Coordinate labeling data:
'''

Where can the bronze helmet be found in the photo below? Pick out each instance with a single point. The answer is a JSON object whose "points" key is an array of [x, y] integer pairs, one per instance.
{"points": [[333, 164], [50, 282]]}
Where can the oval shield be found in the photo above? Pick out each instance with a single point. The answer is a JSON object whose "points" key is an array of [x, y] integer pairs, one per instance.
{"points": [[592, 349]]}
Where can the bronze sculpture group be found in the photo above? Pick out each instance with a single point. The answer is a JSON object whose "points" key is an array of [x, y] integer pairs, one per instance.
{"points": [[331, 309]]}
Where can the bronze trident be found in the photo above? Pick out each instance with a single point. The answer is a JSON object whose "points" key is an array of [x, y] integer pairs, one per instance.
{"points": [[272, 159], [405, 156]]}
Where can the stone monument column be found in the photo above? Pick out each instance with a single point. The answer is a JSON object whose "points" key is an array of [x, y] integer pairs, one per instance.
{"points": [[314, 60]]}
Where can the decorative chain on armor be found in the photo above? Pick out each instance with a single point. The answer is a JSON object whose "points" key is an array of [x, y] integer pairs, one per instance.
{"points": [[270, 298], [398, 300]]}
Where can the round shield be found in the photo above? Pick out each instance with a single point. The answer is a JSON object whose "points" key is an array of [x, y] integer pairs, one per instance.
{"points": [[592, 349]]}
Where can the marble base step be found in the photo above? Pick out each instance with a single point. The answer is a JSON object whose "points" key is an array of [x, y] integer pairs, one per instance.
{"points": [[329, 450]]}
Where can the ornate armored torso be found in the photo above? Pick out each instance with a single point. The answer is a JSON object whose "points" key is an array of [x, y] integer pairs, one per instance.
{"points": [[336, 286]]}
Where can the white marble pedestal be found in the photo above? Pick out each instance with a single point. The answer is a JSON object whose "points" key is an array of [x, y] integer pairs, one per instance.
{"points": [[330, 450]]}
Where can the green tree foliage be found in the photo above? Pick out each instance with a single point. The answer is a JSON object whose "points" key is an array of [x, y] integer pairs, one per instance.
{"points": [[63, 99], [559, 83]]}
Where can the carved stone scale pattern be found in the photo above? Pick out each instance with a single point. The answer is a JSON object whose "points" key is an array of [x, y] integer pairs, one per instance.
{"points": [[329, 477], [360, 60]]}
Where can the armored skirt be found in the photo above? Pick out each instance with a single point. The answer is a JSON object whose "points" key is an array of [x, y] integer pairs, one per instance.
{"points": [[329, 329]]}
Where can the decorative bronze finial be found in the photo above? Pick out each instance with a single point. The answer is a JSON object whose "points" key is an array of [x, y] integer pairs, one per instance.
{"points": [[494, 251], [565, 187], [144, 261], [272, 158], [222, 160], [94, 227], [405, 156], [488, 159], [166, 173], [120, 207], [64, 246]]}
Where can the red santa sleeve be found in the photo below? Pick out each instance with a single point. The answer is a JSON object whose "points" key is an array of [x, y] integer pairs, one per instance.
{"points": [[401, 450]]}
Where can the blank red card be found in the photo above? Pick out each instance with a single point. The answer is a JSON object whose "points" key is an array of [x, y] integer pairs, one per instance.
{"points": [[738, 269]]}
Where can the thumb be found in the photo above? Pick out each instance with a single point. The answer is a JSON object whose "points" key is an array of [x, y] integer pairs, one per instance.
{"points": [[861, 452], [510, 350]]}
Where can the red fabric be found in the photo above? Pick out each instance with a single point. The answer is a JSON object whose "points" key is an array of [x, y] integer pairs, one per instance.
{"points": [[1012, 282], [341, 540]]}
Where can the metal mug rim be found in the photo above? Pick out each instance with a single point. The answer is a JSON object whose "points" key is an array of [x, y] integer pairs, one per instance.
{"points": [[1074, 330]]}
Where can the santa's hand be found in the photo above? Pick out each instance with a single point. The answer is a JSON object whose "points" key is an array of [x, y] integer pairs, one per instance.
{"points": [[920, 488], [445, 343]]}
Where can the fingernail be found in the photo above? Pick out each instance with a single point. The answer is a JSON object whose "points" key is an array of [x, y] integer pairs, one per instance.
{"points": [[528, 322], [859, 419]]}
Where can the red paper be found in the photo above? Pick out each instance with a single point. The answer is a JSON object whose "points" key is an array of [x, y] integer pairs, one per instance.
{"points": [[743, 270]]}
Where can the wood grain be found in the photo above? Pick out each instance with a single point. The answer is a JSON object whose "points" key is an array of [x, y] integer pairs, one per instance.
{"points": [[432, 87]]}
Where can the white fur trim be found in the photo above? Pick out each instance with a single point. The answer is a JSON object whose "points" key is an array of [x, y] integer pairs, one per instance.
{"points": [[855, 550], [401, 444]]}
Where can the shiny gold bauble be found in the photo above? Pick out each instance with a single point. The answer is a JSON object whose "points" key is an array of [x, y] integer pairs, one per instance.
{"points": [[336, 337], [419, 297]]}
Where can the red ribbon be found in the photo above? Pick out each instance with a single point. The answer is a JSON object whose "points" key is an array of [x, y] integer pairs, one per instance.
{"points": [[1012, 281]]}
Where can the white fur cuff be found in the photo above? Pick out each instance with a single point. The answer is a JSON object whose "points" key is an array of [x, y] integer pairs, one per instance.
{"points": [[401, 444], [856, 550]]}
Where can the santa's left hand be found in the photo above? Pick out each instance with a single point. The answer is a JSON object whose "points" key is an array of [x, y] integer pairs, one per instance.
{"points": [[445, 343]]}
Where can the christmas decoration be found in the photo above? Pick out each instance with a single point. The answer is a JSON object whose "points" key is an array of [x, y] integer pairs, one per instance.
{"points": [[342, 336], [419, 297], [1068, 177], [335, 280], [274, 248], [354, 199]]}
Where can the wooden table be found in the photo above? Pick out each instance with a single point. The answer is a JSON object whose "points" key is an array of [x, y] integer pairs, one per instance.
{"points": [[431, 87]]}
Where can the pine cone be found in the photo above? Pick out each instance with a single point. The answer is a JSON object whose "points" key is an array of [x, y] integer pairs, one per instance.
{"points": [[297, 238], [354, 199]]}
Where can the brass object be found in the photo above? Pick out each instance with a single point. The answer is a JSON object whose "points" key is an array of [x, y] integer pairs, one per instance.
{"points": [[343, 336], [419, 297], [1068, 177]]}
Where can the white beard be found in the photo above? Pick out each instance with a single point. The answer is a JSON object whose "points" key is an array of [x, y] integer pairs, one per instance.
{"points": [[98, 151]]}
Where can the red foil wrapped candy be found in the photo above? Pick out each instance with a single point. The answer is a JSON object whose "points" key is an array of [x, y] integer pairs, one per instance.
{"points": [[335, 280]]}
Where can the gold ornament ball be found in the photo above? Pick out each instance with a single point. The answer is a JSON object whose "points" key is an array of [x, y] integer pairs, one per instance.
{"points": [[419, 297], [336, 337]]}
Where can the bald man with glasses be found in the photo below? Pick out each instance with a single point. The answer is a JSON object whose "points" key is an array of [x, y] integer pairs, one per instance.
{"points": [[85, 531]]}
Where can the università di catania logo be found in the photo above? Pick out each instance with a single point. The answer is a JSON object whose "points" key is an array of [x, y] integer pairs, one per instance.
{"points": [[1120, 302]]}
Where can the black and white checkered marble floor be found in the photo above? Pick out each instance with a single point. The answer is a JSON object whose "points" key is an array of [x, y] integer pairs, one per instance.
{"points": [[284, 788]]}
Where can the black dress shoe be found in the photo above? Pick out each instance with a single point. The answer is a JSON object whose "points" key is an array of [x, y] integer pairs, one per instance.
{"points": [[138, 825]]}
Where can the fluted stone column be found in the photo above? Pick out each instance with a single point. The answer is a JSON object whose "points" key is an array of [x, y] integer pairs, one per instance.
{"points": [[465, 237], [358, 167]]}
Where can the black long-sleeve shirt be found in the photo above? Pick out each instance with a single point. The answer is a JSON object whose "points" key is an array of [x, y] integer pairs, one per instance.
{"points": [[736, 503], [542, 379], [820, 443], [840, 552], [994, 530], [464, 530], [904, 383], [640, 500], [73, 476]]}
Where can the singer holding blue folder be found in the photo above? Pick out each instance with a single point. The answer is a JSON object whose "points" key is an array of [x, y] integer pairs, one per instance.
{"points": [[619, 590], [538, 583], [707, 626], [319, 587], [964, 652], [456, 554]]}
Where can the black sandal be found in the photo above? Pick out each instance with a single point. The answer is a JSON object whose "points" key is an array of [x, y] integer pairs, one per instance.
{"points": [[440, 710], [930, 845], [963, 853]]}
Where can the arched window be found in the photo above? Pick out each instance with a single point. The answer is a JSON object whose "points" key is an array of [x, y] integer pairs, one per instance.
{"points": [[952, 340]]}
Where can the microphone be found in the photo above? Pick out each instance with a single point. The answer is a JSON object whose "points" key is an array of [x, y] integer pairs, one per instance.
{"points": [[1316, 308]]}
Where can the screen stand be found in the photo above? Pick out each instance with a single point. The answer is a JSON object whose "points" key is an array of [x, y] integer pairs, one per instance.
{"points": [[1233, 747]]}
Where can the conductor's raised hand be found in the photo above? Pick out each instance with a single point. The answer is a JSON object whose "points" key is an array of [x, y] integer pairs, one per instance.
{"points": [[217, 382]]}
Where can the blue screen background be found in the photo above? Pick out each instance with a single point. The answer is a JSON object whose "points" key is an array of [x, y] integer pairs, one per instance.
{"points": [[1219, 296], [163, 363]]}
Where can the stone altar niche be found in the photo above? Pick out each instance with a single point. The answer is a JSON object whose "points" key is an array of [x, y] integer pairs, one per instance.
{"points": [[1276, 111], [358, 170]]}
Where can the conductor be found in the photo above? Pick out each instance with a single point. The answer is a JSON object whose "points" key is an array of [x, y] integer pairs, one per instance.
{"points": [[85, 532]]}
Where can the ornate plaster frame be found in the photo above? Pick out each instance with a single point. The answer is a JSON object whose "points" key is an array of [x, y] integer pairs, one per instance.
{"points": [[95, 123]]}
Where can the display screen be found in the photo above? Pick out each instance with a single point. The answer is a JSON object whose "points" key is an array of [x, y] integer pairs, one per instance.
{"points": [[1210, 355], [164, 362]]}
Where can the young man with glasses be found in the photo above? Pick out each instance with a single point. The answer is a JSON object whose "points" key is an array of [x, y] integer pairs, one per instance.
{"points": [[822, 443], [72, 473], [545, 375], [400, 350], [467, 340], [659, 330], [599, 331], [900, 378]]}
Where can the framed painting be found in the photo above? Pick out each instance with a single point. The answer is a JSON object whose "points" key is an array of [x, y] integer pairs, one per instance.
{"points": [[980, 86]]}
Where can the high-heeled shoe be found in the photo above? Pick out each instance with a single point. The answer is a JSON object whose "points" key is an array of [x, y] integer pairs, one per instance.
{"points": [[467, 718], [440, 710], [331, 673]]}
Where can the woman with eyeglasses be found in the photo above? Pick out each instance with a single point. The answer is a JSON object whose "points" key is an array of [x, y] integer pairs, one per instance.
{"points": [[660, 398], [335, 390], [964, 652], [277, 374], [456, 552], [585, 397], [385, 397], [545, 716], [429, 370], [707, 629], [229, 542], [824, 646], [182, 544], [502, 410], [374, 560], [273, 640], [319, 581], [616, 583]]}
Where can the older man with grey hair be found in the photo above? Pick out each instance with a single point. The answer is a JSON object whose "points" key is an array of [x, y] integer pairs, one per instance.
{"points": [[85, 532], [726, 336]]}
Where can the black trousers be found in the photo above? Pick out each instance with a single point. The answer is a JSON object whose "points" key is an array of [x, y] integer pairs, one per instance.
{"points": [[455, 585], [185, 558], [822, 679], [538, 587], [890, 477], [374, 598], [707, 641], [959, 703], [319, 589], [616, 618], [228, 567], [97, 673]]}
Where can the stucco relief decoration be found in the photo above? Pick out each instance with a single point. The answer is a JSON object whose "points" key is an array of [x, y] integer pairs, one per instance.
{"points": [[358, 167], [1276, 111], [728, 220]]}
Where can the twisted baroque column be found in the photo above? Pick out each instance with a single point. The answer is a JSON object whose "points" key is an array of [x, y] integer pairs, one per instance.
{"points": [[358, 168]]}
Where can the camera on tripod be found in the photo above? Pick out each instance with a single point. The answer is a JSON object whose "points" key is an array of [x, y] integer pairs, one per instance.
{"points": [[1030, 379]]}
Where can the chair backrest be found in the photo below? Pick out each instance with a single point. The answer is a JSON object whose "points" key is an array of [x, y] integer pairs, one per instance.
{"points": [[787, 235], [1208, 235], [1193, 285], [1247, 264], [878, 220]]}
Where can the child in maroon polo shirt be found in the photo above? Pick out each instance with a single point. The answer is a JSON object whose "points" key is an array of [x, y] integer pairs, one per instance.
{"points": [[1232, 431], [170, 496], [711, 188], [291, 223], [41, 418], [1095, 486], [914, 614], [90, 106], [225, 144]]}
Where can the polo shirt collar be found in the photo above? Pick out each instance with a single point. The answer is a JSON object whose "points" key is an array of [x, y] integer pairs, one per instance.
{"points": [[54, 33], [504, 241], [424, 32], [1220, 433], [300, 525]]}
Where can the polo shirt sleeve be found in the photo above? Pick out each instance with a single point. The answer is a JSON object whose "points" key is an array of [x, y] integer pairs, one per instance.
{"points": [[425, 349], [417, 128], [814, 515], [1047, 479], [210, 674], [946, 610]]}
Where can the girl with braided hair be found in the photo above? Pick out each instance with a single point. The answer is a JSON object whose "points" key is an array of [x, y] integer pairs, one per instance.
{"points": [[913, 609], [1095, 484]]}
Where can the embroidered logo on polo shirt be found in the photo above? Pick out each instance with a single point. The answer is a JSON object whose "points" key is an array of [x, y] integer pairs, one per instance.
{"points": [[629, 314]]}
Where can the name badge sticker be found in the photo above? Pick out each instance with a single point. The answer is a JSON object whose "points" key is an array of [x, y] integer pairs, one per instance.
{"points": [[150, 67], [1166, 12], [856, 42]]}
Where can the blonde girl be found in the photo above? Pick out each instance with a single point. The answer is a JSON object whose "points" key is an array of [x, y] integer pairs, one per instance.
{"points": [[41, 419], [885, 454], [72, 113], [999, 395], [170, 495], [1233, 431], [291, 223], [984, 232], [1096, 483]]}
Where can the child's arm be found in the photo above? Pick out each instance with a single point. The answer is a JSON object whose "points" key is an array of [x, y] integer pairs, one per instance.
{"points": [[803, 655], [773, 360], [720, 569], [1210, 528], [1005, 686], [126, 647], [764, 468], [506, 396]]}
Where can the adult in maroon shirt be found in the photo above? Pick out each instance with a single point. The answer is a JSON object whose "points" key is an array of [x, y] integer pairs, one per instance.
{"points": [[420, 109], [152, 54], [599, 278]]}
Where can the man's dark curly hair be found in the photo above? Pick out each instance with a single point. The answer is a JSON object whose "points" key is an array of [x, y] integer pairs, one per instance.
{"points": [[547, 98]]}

'''

Written problem:
Find the line containing "Where can the embroidered". Reproduce it exactly, along with every line after it through the last.

Task result:
Where can the embroidered logo on polo shirt be found in the photo above? Pick out each instance with a single point. The answer is a JSON object whose "points" key is an array of [x, y] integer pairs, one per instance.
{"points": [[629, 314]]}
Where can the name badge sticker be found in the photo above? Pick out each instance with a single point. The answer is a JSON object whose "points" key is an array of [x, y] integer pairs, one per instance.
{"points": [[150, 67], [1166, 12], [856, 42]]}
Where can the blonde girl be found in the photo above? Pick out each instance with a single point. The answer is a JSON object whose "points" key is an array of [x, y] integer pairs, one per instance.
{"points": [[41, 419], [885, 454], [72, 113], [999, 395], [170, 495], [1233, 431], [291, 223], [984, 232], [1096, 483]]}
Where can the child's arm be found in the photo above? Pick out each instance with a single point. The answer is a JSON object whose "points" key is an array of [x, y] integer pairs, one per instance.
{"points": [[803, 655], [773, 360], [720, 569], [1210, 528], [1005, 686], [126, 647], [764, 468], [506, 396]]}
Where can the adult in maroon shirt be found in the photo above? Pick out each instance with a single point. The answer is a JSON object whose "points" key is an array of [x, y] integer pairs, one per instance.
{"points": [[420, 109], [152, 54], [599, 278]]}
Where can the man's dark curly hair be found in the photo above? Pick out each instance with a single point. The answer is a JSON object whose "points" key is an array of [x, y] integer pairs, one per instance.
{"points": [[547, 98]]}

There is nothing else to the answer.